AVAILABLE DATA:
=== Section Start ===

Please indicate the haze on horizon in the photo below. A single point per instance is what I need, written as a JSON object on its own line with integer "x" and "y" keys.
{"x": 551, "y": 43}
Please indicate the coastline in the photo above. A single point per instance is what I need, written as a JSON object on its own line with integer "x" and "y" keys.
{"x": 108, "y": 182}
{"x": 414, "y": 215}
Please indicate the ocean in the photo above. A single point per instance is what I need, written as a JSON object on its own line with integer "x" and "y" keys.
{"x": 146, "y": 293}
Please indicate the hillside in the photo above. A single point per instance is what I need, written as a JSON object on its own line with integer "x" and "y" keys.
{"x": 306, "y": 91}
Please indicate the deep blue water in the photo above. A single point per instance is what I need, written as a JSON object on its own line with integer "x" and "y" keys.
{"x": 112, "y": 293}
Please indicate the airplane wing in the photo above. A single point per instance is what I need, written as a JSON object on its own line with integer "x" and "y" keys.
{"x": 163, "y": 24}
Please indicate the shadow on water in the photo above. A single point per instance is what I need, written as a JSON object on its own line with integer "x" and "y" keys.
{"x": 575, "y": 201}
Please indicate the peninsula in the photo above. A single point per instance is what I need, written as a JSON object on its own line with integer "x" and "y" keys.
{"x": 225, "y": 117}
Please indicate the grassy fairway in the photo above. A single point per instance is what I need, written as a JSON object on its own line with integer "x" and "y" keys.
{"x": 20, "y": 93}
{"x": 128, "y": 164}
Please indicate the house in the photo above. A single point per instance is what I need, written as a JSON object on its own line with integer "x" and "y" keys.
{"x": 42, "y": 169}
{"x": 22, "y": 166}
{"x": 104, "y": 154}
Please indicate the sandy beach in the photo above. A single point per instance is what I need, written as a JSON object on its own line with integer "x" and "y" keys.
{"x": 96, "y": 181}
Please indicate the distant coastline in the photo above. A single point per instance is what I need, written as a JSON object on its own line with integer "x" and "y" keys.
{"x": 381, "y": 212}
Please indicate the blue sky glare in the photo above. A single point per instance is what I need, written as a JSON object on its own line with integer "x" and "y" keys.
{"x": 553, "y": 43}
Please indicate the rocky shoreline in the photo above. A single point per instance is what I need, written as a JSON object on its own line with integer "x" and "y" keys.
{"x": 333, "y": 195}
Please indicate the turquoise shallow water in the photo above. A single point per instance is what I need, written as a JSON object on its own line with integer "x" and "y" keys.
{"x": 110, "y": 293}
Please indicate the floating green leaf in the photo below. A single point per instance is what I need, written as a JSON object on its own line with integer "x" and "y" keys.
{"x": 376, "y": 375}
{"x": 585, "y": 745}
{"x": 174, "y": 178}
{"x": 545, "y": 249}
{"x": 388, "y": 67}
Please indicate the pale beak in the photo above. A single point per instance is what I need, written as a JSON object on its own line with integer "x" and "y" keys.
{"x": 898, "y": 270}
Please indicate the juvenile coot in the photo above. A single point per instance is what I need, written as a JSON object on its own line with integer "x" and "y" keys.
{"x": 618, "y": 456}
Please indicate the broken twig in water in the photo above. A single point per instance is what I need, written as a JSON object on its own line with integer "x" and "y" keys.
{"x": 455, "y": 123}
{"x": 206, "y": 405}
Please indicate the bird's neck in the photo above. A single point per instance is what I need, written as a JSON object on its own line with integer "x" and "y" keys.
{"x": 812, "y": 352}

=== Section End ===

INSTRUCTIONS TO FOLLOW: Reproduce the material in full. Keep it identical to the original.

ANSWER TO THIS PROBLEM:
Please indicate the haze on horizon in the photo below. A single point per instance is what I need, written as a JSON object on its own line with integer "x" and "y" keys.
{"x": 551, "y": 43}
Please indicate the coastline in the photo above. A single point per instance is what I need, written as a JSON object on its own line with integer "x" and "y" keys.
{"x": 108, "y": 182}
{"x": 414, "y": 215}
Please indicate the ocean in the photo above. A single point per instance is what I need, written as a JSON object on its own line with integer "x" and "y" keys.
{"x": 146, "y": 293}
Please indicate the hillside in the photo above. A single point per instance is what I need, written as a JSON object on its own line with integer "x" and "y" keys.
{"x": 306, "y": 91}
Please indicate the deep blue water in the photo above. A single point per instance is what I need, written as a JSON object on its own line with integer "x" and "y" keys.
{"x": 112, "y": 293}
Please indicate the airplane wing in the photo above. A single point per instance is what I need, written as a JSON object on its own line with integer "x" and "y" keys.
{"x": 163, "y": 24}
Please indicate the shadow on water in the photo above. A single point per instance is what I need, written as a JSON object on its own line with integer "x" and "y" keys.
{"x": 575, "y": 201}
Please indicate the peninsula in the photo above. A single point per instance is what I need, written as a JSON object on its own line with integer "x" and "y" keys.
{"x": 225, "y": 117}
Please indicate the grassy fairway in the photo above. A single point per instance is what I need, written as a JSON object on its own line with integer "x" and "y" keys.
{"x": 20, "y": 93}
{"x": 128, "y": 164}
Please indicate the house in the photo above. A single point per instance is what I need, written as a JSON object on its own line with integer "x" and "y" keys.
{"x": 42, "y": 169}
{"x": 22, "y": 166}
{"x": 104, "y": 154}
Please indicate the sandy beach in the photo above. A single point per instance is what I need, written as a JSON object on its own line with integer "x" and "y" keys.
{"x": 96, "y": 181}
Please indicate the distant coastline in the photo above. A single point per instance is what I need, written as a JSON object on its own line with integer "x" and "y" keys.
{"x": 381, "y": 212}
Please indicate the blue sky glare in the photo above. A single point per instance is what I need, written as a JSON object on its own line with integer "x" and "y" keys.
{"x": 553, "y": 43}
Please indicate the rocky shoreline in the photo above. A single point per instance is what I need, written as a JSON object on its own line with integer "x" and "y" keys.
{"x": 333, "y": 195}
Please indicate the turquoise shallow water in the photo above. A single point per instance is what I need, written as a JSON object on its own line with integer "x" and "y" keys.
{"x": 110, "y": 293}
Please indicate the floating green leaf in the photo below. A single point per instance is what I need, written as a JSON object on its own line with integer "x" and "y" keys.
{"x": 376, "y": 375}
{"x": 585, "y": 745}
{"x": 174, "y": 178}
{"x": 545, "y": 249}
{"x": 388, "y": 67}
Please indicate the pale beak in the photo above. A single point per instance is what I need, written as a JSON object on its own line with integer "x" and "y" keys.
{"x": 898, "y": 270}
Please indicate the juvenile coot in the photo above. A single point per instance is what I need, written as a JSON object on its own line with integer "x" and "y" keys.
{"x": 618, "y": 456}
Please indicate the broken twig in water in the photo above. A single point per instance is what I need, written as a JSON object on its own line with integer "x" and "y" keys.
{"x": 455, "y": 123}
{"x": 206, "y": 405}
Please indicate the bird's neck in the photo above. A single point per instance is what I need, written as a JSON object on its own line with integer "x" and "y" keys.
{"x": 812, "y": 352}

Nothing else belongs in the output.